Reserva onde governo quer criar Cancún tem golfinho isolado e área pequena
Localizada entre os municípios de Angra dos Reis e Paraty, na região da Costa Verde do Rio de Janeiro, a Estação Ecológica de Tamoios reúne apenas 29 ilhas, em um raio de 1 km, e representa apenas 5,69% de toda a Baía da Ilha Grande.
Comparado à totalidade da área da baía, é um espaço pequeno em que existem restrições para pesca, mergulho recreacional, fundeio (ancoragem) e visitação pública, além da proibição do trânsito de embarcações.
Mas é este local que o presidente Jair Bolsonaro afirmou querer transformar em uma espécie de "Cancún brasileira". Para tanto, precisa revogar um decreto de proteção ambiental de 1990.
A região, de beleza exuberante, é refúgio de golfinhos, baleias, pinguins, focas, lobos-marinhos, além de peixes como badejos, garoupas, robalos, meros e chernes. O ambiente terrestre é predominantemente de mata atlântica.
Na estação, são realizadas pesquisas de universidades federais, estaduais e privadas que contribuem para a geração de importantes dados direcionados à conservação, além de atividades de educação ambiental e monitoramento da biodiversidade.
Entre os projetos desenvolvidos em Tamoios, está o monitoramento de golfinhos do Instituto Boto Cinza, que monitora a população desses mamíferos na região. Foi através dele que foi possível descobrir que os golfinhos da Baía de Ilha Grande não se relacionam com os golfinhos presentes na Baía de Sepetiba. O coordenador do instituto, Leonardo Flach, destaca que a conclusão permite fortalecer medidas protetivas para que não ocorra a extinção de espécies.
Na avaliação dele, manter a estação ecológica significa não só preservar a diversidade marinha, mas também garantir atividades extrativistas.

*Dados do exercício*

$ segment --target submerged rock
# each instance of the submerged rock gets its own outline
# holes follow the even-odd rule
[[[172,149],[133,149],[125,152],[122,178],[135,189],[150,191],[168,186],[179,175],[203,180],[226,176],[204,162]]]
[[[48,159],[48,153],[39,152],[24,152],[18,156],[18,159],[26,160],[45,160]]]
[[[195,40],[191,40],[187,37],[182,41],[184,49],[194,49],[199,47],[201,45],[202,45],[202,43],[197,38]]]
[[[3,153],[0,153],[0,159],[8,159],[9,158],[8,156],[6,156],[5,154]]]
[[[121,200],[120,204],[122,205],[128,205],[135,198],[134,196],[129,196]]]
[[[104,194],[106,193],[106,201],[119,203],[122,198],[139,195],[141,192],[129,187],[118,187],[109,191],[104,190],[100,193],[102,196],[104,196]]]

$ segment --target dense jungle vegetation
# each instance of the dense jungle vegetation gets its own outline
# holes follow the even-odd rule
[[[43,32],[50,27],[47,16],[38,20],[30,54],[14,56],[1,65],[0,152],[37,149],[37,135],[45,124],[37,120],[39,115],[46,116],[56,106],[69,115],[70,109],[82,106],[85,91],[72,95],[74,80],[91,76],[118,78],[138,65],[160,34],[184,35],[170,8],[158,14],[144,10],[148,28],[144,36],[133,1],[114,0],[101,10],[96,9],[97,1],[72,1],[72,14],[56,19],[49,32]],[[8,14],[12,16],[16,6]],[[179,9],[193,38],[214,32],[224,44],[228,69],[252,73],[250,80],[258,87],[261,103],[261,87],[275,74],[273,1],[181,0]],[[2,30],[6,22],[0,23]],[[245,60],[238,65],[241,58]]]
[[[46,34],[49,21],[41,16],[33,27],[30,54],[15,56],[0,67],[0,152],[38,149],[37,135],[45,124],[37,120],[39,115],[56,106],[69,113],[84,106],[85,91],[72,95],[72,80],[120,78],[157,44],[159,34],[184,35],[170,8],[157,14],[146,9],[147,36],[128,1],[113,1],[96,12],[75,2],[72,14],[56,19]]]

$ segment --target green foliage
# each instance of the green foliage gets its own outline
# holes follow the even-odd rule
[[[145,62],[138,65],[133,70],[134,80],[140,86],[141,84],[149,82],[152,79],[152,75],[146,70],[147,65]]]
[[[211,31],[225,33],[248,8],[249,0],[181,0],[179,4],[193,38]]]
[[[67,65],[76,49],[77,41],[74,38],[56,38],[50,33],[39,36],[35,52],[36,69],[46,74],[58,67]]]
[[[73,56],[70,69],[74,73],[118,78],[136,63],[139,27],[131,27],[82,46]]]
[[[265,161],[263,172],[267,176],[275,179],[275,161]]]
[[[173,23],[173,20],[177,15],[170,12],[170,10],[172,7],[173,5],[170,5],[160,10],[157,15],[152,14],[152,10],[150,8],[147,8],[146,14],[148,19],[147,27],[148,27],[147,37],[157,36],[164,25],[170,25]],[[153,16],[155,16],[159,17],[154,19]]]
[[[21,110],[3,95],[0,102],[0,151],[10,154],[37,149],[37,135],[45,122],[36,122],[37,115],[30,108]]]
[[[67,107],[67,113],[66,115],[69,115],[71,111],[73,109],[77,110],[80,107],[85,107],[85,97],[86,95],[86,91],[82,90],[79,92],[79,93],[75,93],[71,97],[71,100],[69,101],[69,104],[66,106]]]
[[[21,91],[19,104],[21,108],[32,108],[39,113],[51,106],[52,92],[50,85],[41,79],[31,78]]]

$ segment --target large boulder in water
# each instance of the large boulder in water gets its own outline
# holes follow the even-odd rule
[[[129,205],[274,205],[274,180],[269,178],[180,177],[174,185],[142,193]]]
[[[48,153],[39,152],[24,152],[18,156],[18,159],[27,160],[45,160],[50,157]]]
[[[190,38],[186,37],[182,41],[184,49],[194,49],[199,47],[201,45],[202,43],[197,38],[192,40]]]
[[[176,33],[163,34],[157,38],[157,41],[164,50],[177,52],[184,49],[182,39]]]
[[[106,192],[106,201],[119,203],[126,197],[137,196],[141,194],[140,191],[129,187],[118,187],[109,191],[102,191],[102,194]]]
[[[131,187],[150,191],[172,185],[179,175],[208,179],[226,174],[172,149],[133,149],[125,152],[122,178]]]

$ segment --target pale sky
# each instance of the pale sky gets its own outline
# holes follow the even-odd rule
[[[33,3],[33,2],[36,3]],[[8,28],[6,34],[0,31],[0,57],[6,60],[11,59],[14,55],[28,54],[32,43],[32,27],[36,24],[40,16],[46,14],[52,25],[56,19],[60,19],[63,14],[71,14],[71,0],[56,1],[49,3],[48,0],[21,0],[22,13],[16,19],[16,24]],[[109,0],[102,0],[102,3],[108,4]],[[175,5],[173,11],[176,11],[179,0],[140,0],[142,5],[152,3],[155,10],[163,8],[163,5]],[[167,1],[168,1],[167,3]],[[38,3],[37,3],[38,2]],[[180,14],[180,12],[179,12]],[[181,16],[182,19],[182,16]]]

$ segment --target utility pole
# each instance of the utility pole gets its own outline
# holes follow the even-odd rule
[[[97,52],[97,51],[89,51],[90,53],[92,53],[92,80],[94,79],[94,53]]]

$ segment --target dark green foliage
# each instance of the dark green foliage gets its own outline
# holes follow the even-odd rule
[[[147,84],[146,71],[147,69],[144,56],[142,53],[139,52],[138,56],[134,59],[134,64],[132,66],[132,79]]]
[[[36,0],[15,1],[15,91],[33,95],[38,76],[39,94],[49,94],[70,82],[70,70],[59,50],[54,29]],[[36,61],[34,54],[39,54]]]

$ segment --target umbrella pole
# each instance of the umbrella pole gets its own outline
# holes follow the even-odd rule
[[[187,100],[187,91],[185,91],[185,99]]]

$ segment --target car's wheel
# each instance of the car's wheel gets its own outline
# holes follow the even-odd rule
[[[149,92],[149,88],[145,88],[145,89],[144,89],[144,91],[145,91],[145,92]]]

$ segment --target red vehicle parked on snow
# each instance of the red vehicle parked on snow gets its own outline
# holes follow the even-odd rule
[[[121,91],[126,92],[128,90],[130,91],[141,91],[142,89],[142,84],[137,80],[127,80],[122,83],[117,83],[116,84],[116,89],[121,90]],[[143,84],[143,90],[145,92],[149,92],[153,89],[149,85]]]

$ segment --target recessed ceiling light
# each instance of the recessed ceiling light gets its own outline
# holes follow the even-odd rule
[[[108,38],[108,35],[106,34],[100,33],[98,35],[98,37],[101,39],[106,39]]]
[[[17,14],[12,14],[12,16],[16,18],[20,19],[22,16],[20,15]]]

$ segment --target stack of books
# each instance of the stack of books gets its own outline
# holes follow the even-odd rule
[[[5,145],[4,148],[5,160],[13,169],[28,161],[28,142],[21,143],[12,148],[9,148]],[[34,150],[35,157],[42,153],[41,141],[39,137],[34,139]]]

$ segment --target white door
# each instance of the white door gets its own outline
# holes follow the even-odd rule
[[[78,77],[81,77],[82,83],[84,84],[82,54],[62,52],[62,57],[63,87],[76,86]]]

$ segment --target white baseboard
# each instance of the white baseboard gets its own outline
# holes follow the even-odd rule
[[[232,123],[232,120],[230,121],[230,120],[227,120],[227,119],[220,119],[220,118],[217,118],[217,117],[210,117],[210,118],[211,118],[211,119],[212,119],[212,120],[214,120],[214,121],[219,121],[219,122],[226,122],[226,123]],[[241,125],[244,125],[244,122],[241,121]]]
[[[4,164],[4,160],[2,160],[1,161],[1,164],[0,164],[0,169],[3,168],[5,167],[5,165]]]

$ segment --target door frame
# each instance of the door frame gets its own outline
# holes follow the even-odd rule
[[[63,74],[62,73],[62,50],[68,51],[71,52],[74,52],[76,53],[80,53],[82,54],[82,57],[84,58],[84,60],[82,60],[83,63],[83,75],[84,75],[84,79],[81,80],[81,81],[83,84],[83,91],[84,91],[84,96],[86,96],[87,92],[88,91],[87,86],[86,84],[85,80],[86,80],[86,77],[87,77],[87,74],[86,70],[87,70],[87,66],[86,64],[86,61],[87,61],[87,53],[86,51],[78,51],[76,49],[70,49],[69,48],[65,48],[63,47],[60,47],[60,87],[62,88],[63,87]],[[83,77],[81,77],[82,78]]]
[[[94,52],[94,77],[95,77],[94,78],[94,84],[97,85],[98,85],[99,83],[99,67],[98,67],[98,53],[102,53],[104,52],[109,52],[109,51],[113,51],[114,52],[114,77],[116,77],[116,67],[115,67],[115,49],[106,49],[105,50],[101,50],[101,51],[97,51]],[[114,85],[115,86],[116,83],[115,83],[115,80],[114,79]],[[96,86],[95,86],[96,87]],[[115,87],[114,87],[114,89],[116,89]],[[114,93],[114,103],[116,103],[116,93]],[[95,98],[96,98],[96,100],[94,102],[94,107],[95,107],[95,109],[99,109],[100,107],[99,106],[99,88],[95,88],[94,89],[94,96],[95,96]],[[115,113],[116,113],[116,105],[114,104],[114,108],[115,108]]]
==
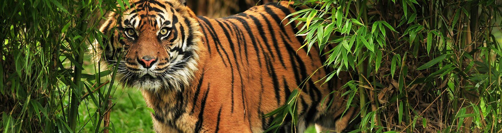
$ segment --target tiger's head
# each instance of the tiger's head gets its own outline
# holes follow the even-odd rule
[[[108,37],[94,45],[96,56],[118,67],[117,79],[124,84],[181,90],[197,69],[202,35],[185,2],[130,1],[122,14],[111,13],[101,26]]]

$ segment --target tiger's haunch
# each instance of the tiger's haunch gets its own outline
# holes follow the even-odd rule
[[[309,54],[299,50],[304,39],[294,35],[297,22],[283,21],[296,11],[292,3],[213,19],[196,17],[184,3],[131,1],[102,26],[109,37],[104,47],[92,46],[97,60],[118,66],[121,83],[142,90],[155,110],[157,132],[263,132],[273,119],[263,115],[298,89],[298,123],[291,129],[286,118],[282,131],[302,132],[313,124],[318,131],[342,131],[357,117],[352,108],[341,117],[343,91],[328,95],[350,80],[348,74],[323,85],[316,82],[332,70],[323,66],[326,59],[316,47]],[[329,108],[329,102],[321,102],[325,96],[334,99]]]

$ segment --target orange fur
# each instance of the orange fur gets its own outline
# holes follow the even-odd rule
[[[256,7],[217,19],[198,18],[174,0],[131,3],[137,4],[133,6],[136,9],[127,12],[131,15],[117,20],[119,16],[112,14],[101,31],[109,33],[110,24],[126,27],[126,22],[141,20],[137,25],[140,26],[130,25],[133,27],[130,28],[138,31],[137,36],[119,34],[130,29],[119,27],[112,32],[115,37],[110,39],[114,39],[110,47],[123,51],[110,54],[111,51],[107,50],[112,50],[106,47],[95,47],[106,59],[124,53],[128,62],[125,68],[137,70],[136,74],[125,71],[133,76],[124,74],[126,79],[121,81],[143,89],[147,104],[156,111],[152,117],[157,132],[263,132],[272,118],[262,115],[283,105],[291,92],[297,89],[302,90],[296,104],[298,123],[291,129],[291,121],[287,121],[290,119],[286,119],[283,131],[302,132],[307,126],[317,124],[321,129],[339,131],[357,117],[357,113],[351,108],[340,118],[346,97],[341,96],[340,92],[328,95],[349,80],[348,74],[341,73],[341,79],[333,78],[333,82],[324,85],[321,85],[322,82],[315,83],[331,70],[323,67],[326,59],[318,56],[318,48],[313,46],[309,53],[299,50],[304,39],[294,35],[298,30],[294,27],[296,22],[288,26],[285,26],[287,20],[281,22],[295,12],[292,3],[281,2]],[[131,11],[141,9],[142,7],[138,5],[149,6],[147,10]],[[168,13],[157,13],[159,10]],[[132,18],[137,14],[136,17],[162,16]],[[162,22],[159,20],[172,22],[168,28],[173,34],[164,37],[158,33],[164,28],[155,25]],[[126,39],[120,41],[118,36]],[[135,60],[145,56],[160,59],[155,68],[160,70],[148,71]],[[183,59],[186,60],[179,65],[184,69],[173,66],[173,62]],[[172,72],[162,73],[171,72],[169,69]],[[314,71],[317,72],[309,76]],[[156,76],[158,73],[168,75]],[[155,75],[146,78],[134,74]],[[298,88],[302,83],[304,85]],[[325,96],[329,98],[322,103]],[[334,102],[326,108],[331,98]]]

*Tarefas do exercício*
**A)** Quais peixes o trecho sobre a Estação Ecológica de Tamoios cita como presentes na região?
**B)** Quantas linhas das entradas contêm a palavra "orange"? Responda só com o número, levando em conta a diferença entre maiúsculas e minúsculas.

*Soluções por tarefa*
**A)** Badejos, garoupas, robalos, meros e chernes.

**B)** 2